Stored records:
-- start --
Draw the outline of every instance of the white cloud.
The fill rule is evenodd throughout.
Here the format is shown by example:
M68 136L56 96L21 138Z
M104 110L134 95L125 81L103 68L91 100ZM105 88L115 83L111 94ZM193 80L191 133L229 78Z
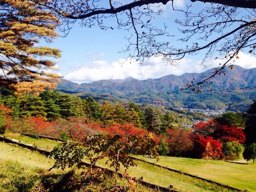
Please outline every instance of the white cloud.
-- end --
__Problem statement__.
Reproduce every record above verbatim, omitting the pictures.

__Solution to the problem__.
Draw the outline of every instance of the white cloud.
The fill rule is evenodd throughout.
Here the format is shown by example:
M68 136L56 96L21 138Z
M104 110L134 95L125 81L103 68L91 100ZM105 88L115 83L111 94ZM193 80L191 133L229 78Z
Please outline every instance of the white cloud.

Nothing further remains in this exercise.